Records shown:
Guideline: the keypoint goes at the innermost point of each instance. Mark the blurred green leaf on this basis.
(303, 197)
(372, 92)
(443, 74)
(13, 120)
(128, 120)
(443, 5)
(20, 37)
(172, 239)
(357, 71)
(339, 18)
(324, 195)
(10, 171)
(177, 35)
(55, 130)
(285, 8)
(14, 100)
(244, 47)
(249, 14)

Work to be completed:
Could you copy out all the material word for word?

Completed exercise:
Guideline: the keypoint goes at the innermost point of each instance. Mark the blurred green leaf on this basis.
(303, 197)
(372, 92)
(443, 74)
(13, 120)
(128, 120)
(443, 5)
(20, 37)
(172, 239)
(357, 71)
(339, 18)
(324, 195)
(10, 171)
(177, 35)
(55, 130)
(285, 8)
(14, 100)
(244, 47)
(249, 14)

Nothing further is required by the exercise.